**Exercise objective:**
Check each line of the data, and copy those where "shirt" appears.

**Source material:**

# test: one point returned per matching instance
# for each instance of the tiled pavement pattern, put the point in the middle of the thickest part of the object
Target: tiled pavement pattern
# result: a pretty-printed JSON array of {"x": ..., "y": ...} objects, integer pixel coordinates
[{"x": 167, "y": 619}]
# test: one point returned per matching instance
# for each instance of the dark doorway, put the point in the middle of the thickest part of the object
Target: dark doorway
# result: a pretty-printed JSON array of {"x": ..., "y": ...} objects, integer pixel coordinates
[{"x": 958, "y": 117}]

* * *

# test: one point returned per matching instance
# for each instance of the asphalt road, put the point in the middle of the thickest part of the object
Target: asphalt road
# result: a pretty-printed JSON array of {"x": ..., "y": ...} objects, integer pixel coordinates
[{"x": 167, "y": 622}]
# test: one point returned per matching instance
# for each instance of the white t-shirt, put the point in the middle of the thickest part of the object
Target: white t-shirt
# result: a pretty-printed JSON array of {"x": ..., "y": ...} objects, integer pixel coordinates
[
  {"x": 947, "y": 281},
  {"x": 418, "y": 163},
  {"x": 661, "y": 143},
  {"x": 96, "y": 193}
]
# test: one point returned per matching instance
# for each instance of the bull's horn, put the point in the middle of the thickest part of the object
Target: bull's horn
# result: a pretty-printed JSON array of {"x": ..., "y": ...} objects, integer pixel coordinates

* * *

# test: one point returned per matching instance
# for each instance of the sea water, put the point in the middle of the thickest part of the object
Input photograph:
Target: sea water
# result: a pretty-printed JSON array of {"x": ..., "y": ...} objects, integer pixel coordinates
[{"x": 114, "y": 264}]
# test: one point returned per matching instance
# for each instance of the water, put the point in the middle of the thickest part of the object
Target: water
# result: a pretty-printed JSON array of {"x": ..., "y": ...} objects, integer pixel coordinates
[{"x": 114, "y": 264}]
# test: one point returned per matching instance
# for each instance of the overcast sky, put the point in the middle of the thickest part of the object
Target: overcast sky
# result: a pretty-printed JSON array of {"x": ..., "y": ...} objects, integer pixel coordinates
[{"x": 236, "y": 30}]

**Answer below:**
# for each instance of the white t-shirt, put the point in the middle of the thickest part of the object
Target: white t-shirt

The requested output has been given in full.